- **Document extract**
____
Monday, November 16, 2015


Dennis Etzel, Junior, agreed to answer a few questions about his new book and his memoir/documentary-based writing projects. He is a fabulous reader and advocate for the arts, if anyone needs a program. He inspires me both with his community contributions and fine work. I recommend his book, available from his website (below) and FaceBook. He is one of the reasons Lawrencians haverespect for our upriver neighbors in Topeka!
 DL: Please list the titles of your books and chapbooks (and where to get them).
DE: My Secret Wars of 1984 (BlazeVOX 2015); The Sum of Two Mothers (ELJ Publications 2013); My Graphic Novel (Kattywompus Press 2015). Available at The Raven, Prospero’s, and my website
I do like selling them from my website for people who can’t come to readings, as I sign them and include other fun memorabilia. For My Secret Wars of 1984, I include a pack of cards, buttons, Pop Rocks, or other things that are from 1984 or 1984-inspired.

 DL: I notice your books have thematic unity. How do these book-length topics come to you?
DE: I enjoy working out of my memoir, writing about topics of survival, LGBT communities, pro-feminism, class, Patriarchy, etc. I often come up with a project and go through with it. For example, My Secret Wars of 1984 is an alphabetized 366-sentence poetry-memoir collage, using texts from
the year 1984 (Lyn Hejinian, Ronald Johnson, bell hooks, Marvel Comics, Dungeons & Dragons, President Reagan, etc.) with sentences of my own—within the context of political and personal struggles of that time (my mother coming out in the midst of living in a conservative neighborhood, America in a recession, daily nuclear bomb threats, etc.).
____
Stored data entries
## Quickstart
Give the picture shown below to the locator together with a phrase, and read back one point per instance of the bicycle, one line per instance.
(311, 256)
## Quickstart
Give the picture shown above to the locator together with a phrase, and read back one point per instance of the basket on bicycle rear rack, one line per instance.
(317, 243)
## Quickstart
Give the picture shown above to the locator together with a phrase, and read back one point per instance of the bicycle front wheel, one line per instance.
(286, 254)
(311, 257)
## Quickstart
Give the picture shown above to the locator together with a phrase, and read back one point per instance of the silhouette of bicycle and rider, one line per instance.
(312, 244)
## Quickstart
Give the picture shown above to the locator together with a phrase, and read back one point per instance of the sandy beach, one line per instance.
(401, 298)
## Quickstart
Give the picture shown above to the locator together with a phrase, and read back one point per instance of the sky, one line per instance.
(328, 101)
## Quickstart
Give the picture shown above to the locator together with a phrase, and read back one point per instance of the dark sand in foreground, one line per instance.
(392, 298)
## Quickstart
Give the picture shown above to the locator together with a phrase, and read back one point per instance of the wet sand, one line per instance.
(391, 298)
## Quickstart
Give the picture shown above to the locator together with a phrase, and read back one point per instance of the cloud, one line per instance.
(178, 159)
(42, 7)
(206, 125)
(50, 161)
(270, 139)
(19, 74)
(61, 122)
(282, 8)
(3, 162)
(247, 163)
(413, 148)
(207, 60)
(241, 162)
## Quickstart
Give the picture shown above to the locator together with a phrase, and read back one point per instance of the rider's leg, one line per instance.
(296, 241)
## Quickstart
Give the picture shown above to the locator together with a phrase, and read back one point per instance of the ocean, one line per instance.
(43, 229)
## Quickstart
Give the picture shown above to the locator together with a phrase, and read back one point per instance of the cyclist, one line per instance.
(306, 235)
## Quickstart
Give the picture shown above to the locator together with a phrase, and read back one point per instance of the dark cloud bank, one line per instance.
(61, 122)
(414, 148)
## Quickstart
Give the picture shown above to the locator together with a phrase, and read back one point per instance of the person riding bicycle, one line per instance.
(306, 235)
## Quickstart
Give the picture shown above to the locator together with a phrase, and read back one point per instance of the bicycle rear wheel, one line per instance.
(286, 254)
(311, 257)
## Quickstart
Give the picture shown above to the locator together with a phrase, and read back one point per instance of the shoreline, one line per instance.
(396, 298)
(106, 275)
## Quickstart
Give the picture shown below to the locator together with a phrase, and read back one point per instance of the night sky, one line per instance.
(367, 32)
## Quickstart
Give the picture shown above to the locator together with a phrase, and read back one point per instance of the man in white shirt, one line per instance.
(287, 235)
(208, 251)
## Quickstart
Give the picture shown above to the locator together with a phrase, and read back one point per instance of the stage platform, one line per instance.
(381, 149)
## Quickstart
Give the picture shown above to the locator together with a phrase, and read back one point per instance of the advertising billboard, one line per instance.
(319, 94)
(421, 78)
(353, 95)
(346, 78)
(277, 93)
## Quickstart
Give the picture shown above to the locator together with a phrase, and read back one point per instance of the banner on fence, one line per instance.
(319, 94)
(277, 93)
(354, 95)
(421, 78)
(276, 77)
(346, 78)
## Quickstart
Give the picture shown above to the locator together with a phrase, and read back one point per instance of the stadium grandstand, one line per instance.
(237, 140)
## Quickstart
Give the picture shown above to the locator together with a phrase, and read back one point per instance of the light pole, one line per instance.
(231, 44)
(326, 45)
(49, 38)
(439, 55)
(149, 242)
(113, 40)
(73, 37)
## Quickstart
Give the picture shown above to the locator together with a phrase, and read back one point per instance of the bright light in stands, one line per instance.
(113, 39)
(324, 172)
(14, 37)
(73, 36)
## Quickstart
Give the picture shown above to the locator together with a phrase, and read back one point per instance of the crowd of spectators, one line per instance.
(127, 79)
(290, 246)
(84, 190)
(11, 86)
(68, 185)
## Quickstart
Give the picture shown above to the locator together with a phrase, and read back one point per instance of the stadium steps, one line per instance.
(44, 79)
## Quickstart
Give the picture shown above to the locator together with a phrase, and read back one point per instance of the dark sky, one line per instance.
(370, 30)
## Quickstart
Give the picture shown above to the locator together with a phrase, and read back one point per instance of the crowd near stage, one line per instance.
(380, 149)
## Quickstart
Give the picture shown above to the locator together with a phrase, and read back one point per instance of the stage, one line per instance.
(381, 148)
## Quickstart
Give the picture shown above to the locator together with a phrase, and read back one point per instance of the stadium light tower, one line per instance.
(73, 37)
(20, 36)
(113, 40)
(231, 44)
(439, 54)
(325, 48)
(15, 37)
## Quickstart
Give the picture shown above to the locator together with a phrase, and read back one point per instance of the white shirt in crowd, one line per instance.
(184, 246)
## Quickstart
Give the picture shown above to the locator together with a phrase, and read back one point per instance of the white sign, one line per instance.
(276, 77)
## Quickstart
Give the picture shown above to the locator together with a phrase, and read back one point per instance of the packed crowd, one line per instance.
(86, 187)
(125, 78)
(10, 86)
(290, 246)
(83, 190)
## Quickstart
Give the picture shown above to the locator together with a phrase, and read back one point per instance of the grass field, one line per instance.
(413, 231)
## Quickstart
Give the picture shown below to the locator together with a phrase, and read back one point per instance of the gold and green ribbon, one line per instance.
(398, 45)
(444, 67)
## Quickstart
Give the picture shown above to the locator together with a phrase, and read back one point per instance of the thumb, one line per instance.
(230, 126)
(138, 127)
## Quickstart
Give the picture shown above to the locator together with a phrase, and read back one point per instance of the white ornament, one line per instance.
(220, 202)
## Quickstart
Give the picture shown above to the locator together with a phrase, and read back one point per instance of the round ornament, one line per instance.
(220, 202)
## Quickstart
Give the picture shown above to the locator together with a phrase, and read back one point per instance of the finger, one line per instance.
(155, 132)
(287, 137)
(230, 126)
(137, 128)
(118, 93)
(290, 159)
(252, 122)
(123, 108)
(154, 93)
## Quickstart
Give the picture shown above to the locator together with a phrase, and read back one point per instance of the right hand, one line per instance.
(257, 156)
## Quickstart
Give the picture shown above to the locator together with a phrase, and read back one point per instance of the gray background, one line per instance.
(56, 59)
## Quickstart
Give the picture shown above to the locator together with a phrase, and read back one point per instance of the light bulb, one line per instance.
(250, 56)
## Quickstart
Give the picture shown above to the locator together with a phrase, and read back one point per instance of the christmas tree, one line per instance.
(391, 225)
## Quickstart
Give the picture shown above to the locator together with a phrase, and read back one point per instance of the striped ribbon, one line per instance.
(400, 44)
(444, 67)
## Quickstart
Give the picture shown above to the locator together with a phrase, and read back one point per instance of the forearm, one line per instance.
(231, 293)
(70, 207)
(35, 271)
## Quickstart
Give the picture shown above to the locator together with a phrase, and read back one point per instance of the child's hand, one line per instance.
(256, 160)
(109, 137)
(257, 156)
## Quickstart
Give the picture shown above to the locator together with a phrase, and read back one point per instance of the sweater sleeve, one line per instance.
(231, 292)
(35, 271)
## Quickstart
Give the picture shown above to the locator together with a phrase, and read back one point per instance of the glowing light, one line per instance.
____
- **Directive**
According to the author interview, how many sentences make up My Secret Wars of 1984?

- **Complete output**
It has 366 sentences, arranged in alphabetical order.